**Source material:**
***
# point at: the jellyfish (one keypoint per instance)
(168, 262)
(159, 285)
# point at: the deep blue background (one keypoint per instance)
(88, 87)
***
**What to produce:** Rewrite the material with "background" changed to "backdrop" and nothing else altered.

**Problem solution:**
# point at: the jellyfish (one keypoint per instance)
(168, 262)
(159, 285)
# point at: the deep blue backdrop (one keypoint per instance)
(88, 87)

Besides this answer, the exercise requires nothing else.